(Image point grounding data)
....

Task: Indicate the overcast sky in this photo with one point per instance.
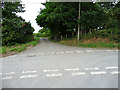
(32, 9)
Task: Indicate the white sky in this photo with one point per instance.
(32, 9)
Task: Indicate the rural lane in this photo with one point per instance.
(50, 65)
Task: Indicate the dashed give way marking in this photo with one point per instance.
(29, 76)
(100, 72)
(7, 78)
(115, 72)
(78, 73)
(95, 68)
(54, 75)
(112, 67)
(10, 73)
(75, 69)
(34, 71)
(55, 70)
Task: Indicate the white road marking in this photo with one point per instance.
(57, 53)
(52, 53)
(6, 78)
(61, 52)
(29, 76)
(54, 75)
(111, 67)
(78, 73)
(115, 72)
(78, 51)
(75, 69)
(34, 71)
(100, 72)
(69, 51)
(89, 51)
(109, 50)
(10, 73)
(95, 68)
(55, 70)
(12, 56)
(42, 54)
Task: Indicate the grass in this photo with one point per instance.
(91, 43)
(19, 47)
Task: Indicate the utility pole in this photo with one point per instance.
(79, 24)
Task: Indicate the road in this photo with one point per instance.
(50, 65)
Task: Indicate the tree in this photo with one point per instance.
(15, 29)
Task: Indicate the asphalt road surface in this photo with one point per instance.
(50, 65)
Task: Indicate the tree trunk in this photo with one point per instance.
(79, 24)
(61, 37)
(66, 36)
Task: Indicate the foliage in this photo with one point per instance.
(19, 47)
(15, 29)
(97, 19)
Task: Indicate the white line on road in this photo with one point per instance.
(115, 72)
(69, 51)
(89, 51)
(100, 72)
(109, 50)
(29, 76)
(55, 70)
(54, 75)
(10, 73)
(34, 71)
(74, 69)
(78, 73)
(6, 78)
(111, 67)
(95, 68)
(78, 51)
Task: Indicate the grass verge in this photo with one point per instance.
(11, 50)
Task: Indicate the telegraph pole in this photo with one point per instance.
(79, 24)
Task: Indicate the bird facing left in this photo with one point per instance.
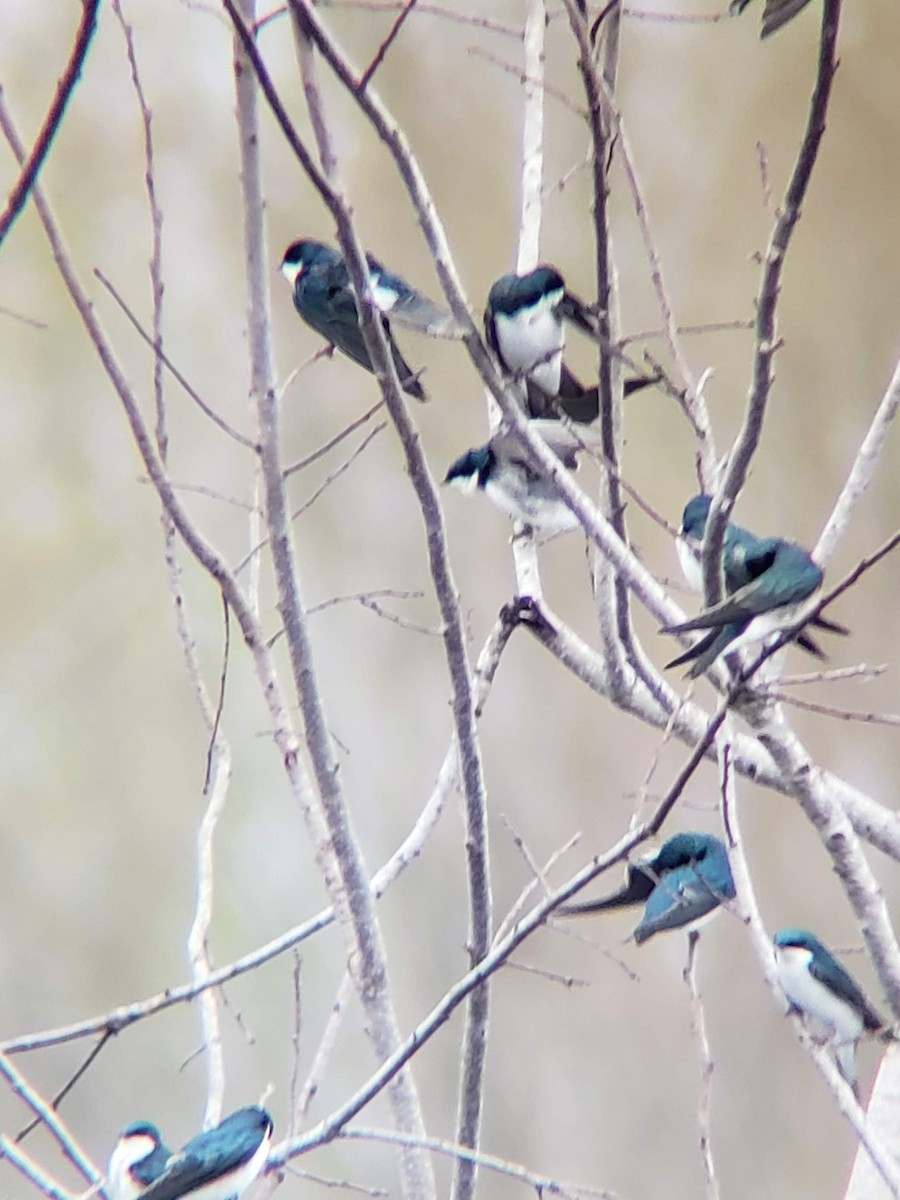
(219, 1164)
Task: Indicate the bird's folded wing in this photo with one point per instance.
(408, 307)
(579, 315)
(845, 987)
(639, 886)
(751, 600)
(185, 1173)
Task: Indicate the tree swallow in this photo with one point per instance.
(323, 295)
(767, 581)
(679, 886)
(525, 328)
(819, 987)
(138, 1157)
(504, 473)
(775, 13)
(219, 1164)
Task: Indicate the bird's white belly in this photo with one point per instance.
(549, 515)
(532, 343)
(811, 996)
(767, 624)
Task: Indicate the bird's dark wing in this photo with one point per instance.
(211, 1155)
(409, 307)
(775, 13)
(845, 987)
(185, 1173)
(325, 300)
(679, 899)
(705, 652)
(777, 591)
(575, 311)
(640, 883)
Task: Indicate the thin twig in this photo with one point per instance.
(172, 369)
(699, 1027)
(42, 1110)
(767, 342)
(541, 1185)
(31, 166)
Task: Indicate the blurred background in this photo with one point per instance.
(102, 750)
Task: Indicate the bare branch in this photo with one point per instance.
(33, 163)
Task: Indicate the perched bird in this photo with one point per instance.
(323, 295)
(819, 987)
(679, 886)
(767, 581)
(219, 1164)
(504, 473)
(775, 13)
(525, 327)
(138, 1157)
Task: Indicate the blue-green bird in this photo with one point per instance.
(767, 581)
(819, 987)
(681, 886)
(323, 297)
(775, 13)
(219, 1164)
(138, 1157)
(525, 325)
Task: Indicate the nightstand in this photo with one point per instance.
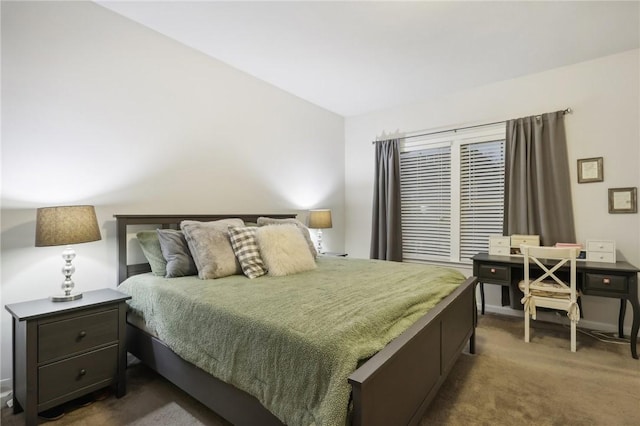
(64, 350)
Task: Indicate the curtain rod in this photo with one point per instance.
(565, 111)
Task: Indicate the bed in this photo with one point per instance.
(383, 387)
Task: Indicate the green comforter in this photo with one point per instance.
(291, 341)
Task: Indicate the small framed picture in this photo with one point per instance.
(623, 200)
(590, 170)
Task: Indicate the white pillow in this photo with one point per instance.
(284, 250)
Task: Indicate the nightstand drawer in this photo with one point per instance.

....

__WORK ORDER__. Your task is to set down every entry exactly, leaving out any picture it contains.

__OUTPUT BELOW__.
Task: Indicate the overcast sky in this photo with one point per instance.
(32, 9)
Task: Indicate the white sky in this photo with one point per instance.
(32, 9)
Task: Indicate the rural lane in this photo with one point per instance.
(50, 65)
Task: Indicate the dashed give way marking in this photo with one point per instance.
(29, 76)
(100, 72)
(7, 78)
(115, 72)
(78, 73)
(95, 68)
(54, 75)
(112, 67)
(10, 73)
(75, 69)
(34, 71)
(55, 70)
Task: Indicate the white road marking in this photo with one point per instance.
(57, 53)
(52, 53)
(6, 78)
(61, 52)
(29, 76)
(54, 75)
(111, 67)
(78, 73)
(115, 72)
(78, 51)
(75, 69)
(34, 71)
(100, 72)
(69, 51)
(89, 51)
(109, 50)
(10, 73)
(95, 68)
(55, 70)
(12, 56)
(42, 54)
Task: Indicate the grass in this photo with one point per instance.
(91, 43)
(19, 47)
Task: Indicate the utility pole in this photo with one point per instance.
(79, 24)
Task: Indicate the road in this photo with one point per instance.
(50, 65)
Task: Indicate the tree in this photo with one point per instance.
(15, 29)
Task: Indicate the asphalt road surface in this photo with one point per instance.
(50, 65)
Task: Indicate the tree trunk in this photo with one point per instance.
(79, 24)
(61, 37)
(66, 36)
Task: Indicate the foliage in this photo with one point per instance.
(19, 47)
(15, 29)
(97, 19)
Task: Indicate the white line on road in this photo with one point per instance.
(115, 72)
(69, 51)
(89, 51)
(100, 72)
(109, 50)
(29, 76)
(55, 70)
(54, 75)
(10, 73)
(34, 71)
(74, 69)
(78, 73)
(6, 78)
(111, 67)
(95, 68)
(78, 51)
Task: Indicate the grass verge in this photo with one point per instance.
(11, 50)
Task: Indicate the telegraph pole in this photo with one point per instance.
(79, 24)
Task: Indicate the bird facing left in this photo with one point per instance.
(219, 1164)
Task: Indicate the bird's folded wing in this photo with one point per instance.
(408, 307)
(579, 315)
(845, 987)
(639, 886)
(751, 600)
(185, 1173)
Task: Indicate the tree swallow in this photo with one point per instance.
(323, 295)
(767, 581)
(679, 886)
(525, 328)
(819, 987)
(138, 1157)
(504, 473)
(775, 13)
(219, 1164)
Task: Indicate the bird's white belly in this photo with one point per instance.
(549, 515)
(532, 343)
(811, 996)
(767, 624)
Task: Indicate the bird's dark wing in this photo with one point per instance.
(211, 1155)
(409, 307)
(775, 13)
(845, 987)
(185, 1173)
(325, 300)
(679, 899)
(705, 652)
(777, 591)
(575, 311)
(640, 883)
Task: Indicate the thin twig in this photo with one point per instance.
(172, 369)
(699, 1027)
(42, 1110)
(767, 342)
(541, 1185)
(31, 166)
Task: Indicate the blurred background in this photo with one point per instance.
(102, 750)
Task: Indicate the bare branch in this photo with one point per instance.
(33, 163)
Task: Indicate the perched bird in this photo with one point per instance.
(323, 295)
(819, 987)
(679, 886)
(767, 581)
(219, 1164)
(504, 473)
(775, 13)
(525, 327)
(138, 1157)
Task: Indicate the blue-green bird in this photo with one point per instance.
(767, 581)
(819, 987)
(681, 886)
(323, 297)
(775, 13)
(219, 1164)
(138, 1157)
(525, 325)
Task: Indicate the nightstand in this photo with one point per instance.
(64, 350)
Task: Indicate the curtain rod in this photo with one point per instance.
(565, 111)
Task: Indicate the bed in this photo with one point per instance.
(383, 387)
Task: Indicate the green comforter in this photo with one point per instance.
(291, 341)
Task: Indicate the small framed picture in this photo with one point per instance.
(623, 200)
(590, 170)
Task: Indicate the white pillow in this photo with one point per instance.
(284, 250)
Task: Indicate the nightstand drawer in this photo with one point per instance.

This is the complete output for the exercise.